Work order:
Please repeat the data below exactly, with the pictures removed.

──────── Exercise input ────────

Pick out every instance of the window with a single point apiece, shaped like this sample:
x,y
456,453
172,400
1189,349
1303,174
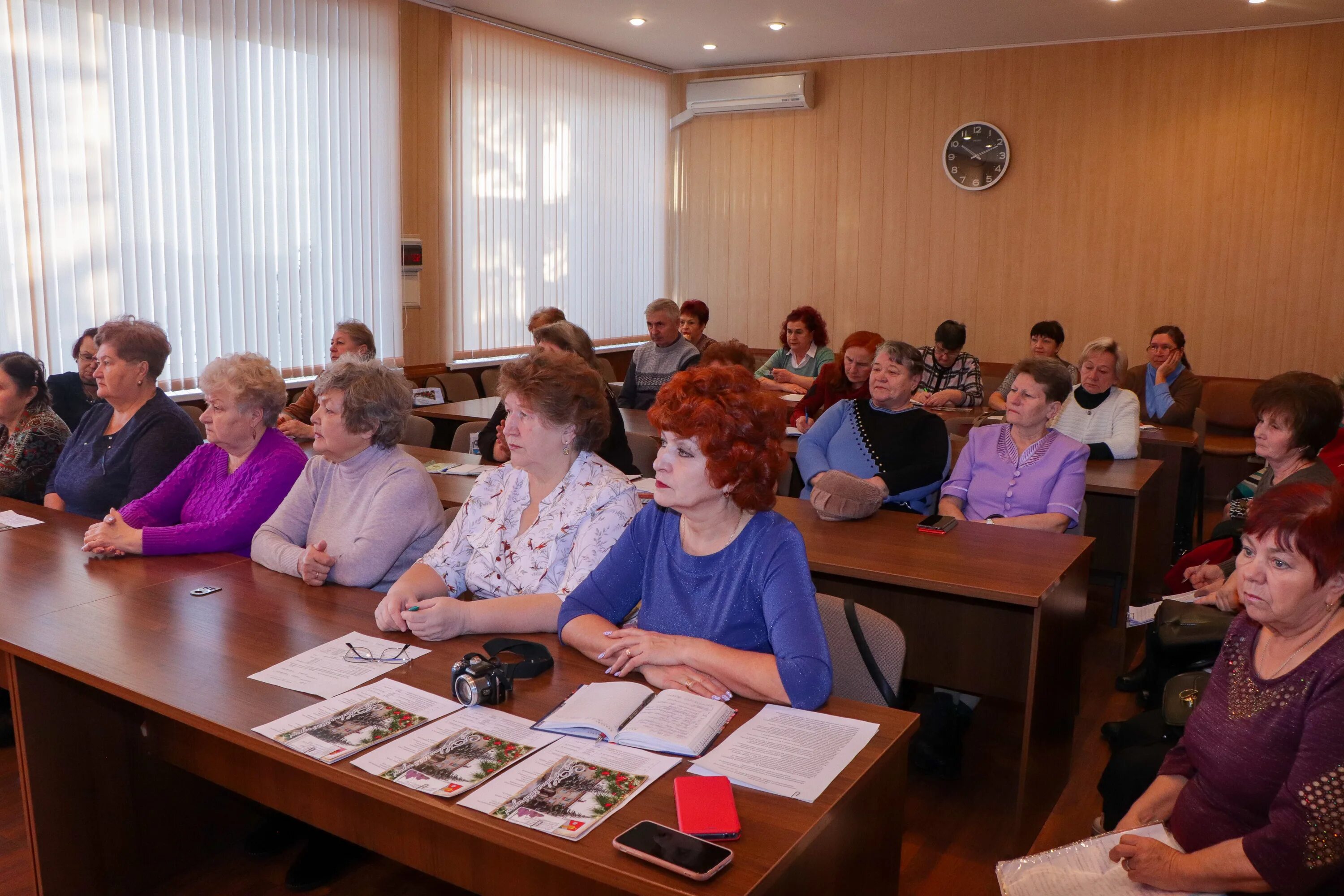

────────

Answer to this task:
Pick out every instance of the window with a single point apiece, shaped like this sample:
x,y
456,453
172,400
1189,349
1303,174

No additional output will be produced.